EXERCISE GOAL: Rewrite the stretch from the line containing "The response SHOULD mark one point per instance of the cloudy" through the end of the lines below, keeping every line, with 106 added to both coordinates of each point that stands on a line of its own. Leave all other numbers as they are.

DATA IN THIS EXERCISE:

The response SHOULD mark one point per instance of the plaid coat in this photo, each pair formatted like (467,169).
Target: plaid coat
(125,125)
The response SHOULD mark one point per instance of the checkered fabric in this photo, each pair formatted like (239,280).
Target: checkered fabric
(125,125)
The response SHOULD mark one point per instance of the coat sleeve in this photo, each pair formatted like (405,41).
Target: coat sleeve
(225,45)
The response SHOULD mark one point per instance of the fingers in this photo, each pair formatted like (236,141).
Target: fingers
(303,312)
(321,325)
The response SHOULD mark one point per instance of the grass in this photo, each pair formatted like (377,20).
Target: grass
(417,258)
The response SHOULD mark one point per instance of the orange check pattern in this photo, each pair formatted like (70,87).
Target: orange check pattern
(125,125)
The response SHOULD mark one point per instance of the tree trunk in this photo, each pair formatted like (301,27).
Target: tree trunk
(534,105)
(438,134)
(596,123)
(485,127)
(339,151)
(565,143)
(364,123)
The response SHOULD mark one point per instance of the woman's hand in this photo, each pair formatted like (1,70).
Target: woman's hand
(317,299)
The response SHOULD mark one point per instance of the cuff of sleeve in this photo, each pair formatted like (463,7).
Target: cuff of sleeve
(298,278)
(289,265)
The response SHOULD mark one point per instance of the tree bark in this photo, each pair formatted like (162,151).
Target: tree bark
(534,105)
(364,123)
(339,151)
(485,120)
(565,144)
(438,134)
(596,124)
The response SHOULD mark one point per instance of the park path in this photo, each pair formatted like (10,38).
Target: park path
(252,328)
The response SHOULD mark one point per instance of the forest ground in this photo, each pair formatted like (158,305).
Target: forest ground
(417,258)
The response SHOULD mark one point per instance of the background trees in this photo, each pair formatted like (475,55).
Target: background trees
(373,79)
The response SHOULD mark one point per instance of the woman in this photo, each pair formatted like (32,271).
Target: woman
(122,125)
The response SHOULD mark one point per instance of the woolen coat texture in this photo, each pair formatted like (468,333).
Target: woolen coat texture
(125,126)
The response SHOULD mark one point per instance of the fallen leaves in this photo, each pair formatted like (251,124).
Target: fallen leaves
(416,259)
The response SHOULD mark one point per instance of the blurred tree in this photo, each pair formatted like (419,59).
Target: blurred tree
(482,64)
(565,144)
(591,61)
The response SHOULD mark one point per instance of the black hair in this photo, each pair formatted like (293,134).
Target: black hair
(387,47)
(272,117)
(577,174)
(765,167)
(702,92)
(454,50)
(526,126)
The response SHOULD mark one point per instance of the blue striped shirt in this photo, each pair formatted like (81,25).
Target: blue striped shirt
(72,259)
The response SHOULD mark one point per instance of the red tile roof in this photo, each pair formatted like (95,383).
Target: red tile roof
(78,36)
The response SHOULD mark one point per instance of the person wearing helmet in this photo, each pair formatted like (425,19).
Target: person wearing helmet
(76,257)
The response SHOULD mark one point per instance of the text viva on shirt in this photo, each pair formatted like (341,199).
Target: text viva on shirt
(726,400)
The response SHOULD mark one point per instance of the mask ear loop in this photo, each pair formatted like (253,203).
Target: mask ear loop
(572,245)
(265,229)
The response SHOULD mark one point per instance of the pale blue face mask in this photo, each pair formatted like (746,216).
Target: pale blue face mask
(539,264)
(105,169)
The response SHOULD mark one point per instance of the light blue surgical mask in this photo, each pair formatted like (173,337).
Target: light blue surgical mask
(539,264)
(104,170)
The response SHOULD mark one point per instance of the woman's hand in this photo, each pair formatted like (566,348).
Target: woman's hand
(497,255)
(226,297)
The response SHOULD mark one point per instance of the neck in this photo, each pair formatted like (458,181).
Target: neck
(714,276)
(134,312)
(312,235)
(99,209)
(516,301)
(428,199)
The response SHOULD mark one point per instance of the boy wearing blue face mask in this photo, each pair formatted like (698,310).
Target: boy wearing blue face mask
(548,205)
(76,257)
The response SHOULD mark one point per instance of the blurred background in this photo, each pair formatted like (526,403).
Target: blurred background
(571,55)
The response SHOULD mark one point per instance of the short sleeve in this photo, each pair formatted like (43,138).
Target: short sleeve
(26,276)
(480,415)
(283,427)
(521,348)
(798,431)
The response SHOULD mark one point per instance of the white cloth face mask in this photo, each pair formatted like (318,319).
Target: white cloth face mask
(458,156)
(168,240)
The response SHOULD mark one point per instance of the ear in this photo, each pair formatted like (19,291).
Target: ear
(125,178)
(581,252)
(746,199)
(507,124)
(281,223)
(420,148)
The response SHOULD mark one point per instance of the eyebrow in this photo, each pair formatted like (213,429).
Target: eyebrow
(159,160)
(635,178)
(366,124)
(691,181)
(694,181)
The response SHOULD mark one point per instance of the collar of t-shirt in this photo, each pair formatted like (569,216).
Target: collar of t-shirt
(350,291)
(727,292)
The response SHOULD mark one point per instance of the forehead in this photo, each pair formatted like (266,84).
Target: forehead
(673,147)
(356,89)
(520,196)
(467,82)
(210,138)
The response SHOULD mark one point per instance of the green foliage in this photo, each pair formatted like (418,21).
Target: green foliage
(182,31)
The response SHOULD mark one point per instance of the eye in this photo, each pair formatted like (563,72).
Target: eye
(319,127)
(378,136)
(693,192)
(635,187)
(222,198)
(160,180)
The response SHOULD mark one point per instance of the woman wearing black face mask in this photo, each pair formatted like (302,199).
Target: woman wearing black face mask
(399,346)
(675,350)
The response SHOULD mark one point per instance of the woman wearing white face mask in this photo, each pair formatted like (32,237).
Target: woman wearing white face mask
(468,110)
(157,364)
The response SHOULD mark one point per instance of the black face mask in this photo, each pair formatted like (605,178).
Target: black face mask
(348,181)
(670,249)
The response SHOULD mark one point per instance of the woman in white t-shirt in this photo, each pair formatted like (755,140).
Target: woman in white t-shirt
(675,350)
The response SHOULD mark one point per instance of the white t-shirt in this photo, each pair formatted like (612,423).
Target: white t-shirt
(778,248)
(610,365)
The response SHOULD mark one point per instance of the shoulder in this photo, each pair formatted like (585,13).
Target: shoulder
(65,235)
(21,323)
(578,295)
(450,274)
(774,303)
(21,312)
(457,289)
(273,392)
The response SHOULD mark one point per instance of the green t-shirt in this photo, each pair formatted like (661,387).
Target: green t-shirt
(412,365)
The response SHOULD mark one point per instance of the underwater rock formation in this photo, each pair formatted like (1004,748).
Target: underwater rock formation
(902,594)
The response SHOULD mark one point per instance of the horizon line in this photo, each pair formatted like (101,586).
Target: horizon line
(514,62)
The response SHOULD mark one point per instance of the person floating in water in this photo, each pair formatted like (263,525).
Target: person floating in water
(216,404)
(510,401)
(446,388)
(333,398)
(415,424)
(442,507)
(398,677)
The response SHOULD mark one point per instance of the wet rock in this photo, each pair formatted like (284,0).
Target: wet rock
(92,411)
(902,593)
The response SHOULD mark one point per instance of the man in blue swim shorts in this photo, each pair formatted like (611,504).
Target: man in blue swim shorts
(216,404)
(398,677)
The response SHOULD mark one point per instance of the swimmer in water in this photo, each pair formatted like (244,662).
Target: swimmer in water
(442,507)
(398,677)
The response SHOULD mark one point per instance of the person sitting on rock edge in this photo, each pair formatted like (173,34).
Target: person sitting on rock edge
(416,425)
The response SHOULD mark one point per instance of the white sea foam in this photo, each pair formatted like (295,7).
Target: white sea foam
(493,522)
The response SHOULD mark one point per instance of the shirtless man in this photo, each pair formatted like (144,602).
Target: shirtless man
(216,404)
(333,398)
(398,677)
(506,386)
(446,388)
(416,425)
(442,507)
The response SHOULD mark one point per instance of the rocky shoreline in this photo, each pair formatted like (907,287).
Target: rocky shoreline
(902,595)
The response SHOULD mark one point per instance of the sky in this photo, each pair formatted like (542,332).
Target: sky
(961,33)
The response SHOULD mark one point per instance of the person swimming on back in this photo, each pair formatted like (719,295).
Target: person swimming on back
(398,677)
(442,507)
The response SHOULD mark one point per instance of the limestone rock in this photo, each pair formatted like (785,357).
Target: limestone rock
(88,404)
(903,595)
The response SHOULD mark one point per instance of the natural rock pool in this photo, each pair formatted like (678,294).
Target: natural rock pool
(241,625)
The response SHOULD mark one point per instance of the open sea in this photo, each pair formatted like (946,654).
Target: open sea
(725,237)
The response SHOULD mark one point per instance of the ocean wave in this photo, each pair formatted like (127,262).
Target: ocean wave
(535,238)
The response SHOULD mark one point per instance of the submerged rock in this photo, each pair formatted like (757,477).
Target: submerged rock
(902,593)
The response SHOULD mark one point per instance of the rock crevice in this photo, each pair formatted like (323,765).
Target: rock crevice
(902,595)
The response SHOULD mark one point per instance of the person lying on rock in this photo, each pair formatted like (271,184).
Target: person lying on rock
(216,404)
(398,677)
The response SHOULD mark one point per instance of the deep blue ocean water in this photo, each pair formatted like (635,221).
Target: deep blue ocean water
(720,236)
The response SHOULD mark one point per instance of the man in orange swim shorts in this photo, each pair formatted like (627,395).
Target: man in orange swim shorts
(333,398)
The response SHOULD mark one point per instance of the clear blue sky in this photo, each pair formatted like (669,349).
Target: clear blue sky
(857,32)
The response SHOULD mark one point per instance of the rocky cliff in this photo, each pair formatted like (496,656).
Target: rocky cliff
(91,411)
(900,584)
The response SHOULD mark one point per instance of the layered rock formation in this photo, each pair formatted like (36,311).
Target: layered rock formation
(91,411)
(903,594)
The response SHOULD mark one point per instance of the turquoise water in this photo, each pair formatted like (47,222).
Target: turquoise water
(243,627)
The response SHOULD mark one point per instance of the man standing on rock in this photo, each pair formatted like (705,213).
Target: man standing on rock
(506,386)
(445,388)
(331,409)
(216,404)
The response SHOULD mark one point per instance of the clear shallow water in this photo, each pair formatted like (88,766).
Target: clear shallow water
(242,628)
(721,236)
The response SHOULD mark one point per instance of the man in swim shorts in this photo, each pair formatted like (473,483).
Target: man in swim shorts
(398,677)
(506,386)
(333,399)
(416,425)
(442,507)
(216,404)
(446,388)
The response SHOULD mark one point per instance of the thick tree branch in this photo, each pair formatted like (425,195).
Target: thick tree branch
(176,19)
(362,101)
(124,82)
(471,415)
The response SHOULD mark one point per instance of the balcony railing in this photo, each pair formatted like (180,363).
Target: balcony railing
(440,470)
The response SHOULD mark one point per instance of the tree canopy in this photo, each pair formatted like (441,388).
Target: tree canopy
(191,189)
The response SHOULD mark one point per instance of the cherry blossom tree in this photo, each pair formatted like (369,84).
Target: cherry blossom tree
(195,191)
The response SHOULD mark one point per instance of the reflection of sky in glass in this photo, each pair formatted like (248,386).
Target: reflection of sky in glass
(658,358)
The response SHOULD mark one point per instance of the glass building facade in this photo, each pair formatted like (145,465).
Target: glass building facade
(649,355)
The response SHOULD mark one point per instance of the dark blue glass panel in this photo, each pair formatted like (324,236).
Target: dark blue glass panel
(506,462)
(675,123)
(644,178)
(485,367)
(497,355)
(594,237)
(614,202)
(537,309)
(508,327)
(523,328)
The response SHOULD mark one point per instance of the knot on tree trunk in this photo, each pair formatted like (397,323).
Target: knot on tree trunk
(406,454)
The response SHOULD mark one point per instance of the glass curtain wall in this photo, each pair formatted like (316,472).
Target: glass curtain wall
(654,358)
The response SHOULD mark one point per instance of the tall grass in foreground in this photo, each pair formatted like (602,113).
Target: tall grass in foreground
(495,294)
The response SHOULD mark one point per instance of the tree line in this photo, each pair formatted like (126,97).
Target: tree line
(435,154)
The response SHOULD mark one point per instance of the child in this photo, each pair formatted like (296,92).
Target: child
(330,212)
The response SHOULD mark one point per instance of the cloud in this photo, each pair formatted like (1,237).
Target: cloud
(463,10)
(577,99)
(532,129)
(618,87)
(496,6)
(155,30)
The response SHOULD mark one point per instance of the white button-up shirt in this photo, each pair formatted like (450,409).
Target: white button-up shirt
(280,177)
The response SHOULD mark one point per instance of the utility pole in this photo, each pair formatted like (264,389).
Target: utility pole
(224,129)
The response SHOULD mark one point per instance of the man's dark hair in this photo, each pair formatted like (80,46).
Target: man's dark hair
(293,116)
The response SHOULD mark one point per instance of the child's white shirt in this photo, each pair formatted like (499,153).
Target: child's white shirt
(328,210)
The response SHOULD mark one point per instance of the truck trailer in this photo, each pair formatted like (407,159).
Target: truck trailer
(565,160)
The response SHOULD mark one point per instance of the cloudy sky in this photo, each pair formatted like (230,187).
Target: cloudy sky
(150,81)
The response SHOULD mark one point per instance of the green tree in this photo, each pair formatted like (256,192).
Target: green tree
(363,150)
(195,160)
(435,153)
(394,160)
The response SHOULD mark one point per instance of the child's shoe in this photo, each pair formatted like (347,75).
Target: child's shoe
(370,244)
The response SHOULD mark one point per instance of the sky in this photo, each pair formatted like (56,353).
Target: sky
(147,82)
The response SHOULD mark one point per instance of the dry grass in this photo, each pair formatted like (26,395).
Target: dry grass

TASK SOLUTION:
The response SHOULD mark one point per instance of the cloudy sky in this photo, each pair formatted like (230,187).
Target: cloudy sky
(256,187)
The response SHOULD mark one point per instance of the green tree in this photo, each pair formatted like (256,192).
Target: green tree
(469,256)
(301,266)
(541,259)
(500,266)
The response SHOULD mark one point per instance of the child's shoe in this photo, each pair formatted like (347,75).
Target: child's shoe
(476,350)
The response SHOULD mark one point per instance of the sky in this photo, each pair formatted like (56,353).
Target: sky
(253,188)
The response SHOULD mark one point per instance of the dry grass in this photo, each pair formatted like (26,395).
Target: dry grass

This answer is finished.